Source records
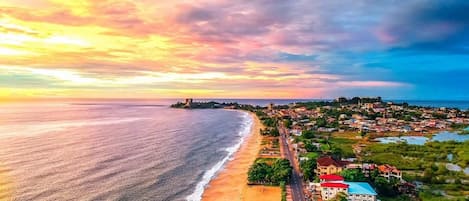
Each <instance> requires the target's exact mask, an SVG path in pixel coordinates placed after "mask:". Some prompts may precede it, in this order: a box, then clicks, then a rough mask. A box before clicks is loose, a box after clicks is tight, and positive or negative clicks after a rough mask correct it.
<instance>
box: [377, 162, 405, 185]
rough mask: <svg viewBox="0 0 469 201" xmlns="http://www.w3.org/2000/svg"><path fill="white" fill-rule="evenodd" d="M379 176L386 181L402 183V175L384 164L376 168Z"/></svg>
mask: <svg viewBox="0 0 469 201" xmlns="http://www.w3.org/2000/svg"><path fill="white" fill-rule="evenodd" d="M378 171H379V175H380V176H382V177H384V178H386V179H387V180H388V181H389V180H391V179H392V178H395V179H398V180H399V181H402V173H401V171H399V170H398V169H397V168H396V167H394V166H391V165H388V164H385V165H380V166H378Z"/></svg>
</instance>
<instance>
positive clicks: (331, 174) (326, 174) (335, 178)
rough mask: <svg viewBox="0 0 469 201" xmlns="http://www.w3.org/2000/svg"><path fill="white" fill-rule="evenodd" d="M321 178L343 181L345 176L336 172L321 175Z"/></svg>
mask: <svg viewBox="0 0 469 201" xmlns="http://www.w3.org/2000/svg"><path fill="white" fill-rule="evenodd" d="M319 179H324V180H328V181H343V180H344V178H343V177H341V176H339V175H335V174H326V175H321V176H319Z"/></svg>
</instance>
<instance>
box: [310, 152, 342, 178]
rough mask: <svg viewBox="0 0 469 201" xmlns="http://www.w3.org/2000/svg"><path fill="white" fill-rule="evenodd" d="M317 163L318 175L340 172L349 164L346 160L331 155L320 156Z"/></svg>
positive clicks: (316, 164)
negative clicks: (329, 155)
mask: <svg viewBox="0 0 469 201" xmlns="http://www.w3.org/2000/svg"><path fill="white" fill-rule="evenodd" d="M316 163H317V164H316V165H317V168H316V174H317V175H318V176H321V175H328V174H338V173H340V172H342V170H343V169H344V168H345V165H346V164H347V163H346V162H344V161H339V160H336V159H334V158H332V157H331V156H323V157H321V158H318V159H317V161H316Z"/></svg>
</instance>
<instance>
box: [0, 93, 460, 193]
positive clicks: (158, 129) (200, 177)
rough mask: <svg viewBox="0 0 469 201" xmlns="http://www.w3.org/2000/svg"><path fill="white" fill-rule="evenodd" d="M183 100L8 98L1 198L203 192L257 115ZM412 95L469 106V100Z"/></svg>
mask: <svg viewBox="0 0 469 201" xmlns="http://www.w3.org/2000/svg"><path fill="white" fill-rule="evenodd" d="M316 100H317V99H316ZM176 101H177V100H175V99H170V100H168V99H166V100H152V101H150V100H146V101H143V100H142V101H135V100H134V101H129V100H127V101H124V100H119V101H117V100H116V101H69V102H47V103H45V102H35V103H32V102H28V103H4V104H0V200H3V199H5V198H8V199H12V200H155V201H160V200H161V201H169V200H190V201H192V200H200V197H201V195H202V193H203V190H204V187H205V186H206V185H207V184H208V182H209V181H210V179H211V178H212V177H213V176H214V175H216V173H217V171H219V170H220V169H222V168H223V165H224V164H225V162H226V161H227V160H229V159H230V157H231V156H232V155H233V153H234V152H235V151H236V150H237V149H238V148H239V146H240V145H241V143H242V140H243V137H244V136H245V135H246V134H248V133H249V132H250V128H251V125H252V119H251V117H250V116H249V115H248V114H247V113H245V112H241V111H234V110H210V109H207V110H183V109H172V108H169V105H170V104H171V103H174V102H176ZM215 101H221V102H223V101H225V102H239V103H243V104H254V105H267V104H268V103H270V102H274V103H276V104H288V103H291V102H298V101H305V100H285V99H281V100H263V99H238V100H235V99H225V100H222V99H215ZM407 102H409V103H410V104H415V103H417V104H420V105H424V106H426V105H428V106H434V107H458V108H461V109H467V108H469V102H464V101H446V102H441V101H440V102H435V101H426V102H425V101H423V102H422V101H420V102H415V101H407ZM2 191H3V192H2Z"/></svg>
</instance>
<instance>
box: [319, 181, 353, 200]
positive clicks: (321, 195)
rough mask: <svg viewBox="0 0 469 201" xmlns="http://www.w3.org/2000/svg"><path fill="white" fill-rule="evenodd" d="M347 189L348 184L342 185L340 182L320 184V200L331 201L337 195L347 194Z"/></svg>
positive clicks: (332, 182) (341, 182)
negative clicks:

GOAL OF THE EXERCISE:
For this exercise, return the records above in full and exactly, omitting the images.

SOLUTION TO THIS TASK:
Each <instance> requires the target's exact mask, an SVG path in pixel coordinates placed after "mask:". Some prompts may precede it, in this order: a box, then clicks, then a rough mask. A box before clicks is loose, a box after clicks is tight, and positive or negative clicks after a rough mask correct it.
<instance>
box: [377, 162, 405, 185]
rough mask: <svg viewBox="0 0 469 201" xmlns="http://www.w3.org/2000/svg"><path fill="white" fill-rule="evenodd" d="M379 176L386 181L402 183V175L384 164L376 168Z"/></svg>
mask: <svg viewBox="0 0 469 201" xmlns="http://www.w3.org/2000/svg"><path fill="white" fill-rule="evenodd" d="M378 171H379V175H380V176H382V177H384V178H386V179H387V180H388V181H389V180H391V179H392V178H395V179H398V180H399V181H402V173H401V171H399V170H398V169H397V168H396V167H394V166H391V165H388V164H385V165H380V166H378Z"/></svg>
</instance>
<instance>
positive clicks: (331, 174) (326, 174) (335, 178)
rough mask: <svg viewBox="0 0 469 201" xmlns="http://www.w3.org/2000/svg"><path fill="white" fill-rule="evenodd" d="M321 178L343 181L345 176L336 172L321 175Z"/></svg>
mask: <svg viewBox="0 0 469 201" xmlns="http://www.w3.org/2000/svg"><path fill="white" fill-rule="evenodd" d="M319 179H324V180H328V181H343V180H344V178H343V177H341V176H339V175H335V174H326V175H321V176H319Z"/></svg>
</instance>
<instance>
box: [310, 152, 342, 178]
rough mask: <svg viewBox="0 0 469 201" xmlns="http://www.w3.org/2000/svg"><path fill="white" fill-rule="evenodd" d="M317 163L318 175L340 172L349 164L346 160L331 155L320 156Z"/></svg>
positive clicks: (316, 164)
negative clicks: (329, 155)
mask: <svg viewBox="0 0 469 201" xmlns="http://www.w3.org/2000/svg"><path fill="white" fill-rule="evenodd" d="M316 163H317V164H316V165H317V168H316V174H317V175H318V176H321V175H328V174H338V173H340V172H342V170H343V169H344V168H345V165H346V164H347V163H346V162H344V161H339V160H336V159H334V158H332V157H331V156H323V157H321V158H318V159H317V161H316Z"/></svg>
</instance>
<instance>
box: [0, 93, 460, 193]
positive clicks: (158, 129) (200, 177)
rough mask: <svg viewBox="0 0 469 201" xmlns="http://www.w3.org/2000/svg"><path fill="white" fill-rule="evenodd" d="M183 100L8 98L1 198L203 192L257 115ZM412 95L469 106V100Z"/></svg>
mask: <svg viewBox="0 0 469 201" xmlns="http://www.w3.org/2000/svg"><path fill="white" fill-rule="evenodd" d="M316 100H317V99H316ZM176 101H177V100H175V99H170V100H168V99H166V100H152V101H150V100H146V101H143V100H142V101H135V100H134V101H129V100H127V101H124V100H119V101H117V100H116V101H69V102H47V103H45V102H35V103H32V102H28V103H4V104H0V200H3V199H5V198H8V199H12V200H155V201H160V200H161V201H169V200H190V201H192V200H200V197H201V195H202V193H203V190H204V187H205V186H206V185H207V184H208V182H209V181H210V179H211V178H212V177H213V176H214V175H216V173H217V171H219V170H220V169H222V168H223V165H224V164H225V162H226V161H227V160H229V159H230V157H231V156H232V155H233V153H234V152H235V151H236V150H237V149H238V148H239V146H240V145H241V143H242V140H243V137H244V136H245V135H246V134H248V133H249V132H250V128H251V125H252V119H251V117H250V116H249V115H248V114H247V113H245V112H241V111H234V110H210V109H207V110H183V109H172V108H169V105H170V104H171V103H174V102H176ZM215 101H221V102H223V101H225V102H239V103H243V104H254V105H267V104H268V103H270V102H274V103H276V104H288V103H291V102H298V101H305V100H285V99H281V100H263V99H238V100H235V99H225V100H222V99H215ZM407 102H409V103H410V104H415V103H417V104H420V105H424V106H426V105H428V106H434V107H458V108H461V109H467V108H469V102H464V101H446V102H441V101H440V102H435V101H426V102H425V101H423V102H422V101H420V102H415V101H407ZM2 191H3V192H2Z"/></svg>
</instance>
<instance>
box: [319, 181, 353, 200]
positive clicks: (321, 195)
rough mask: <svg viewBox="0 0 469 201" xmlns="http://www.w3.org/2000/svg"><path fill="white" fill-rule="evenodd" d="M347 189L348 184L342 185L340 182L320 184V200L331 201L337 195L347 194Z"/></svg>
positive clicks: (332, 182) (341, 182)
negative clicks:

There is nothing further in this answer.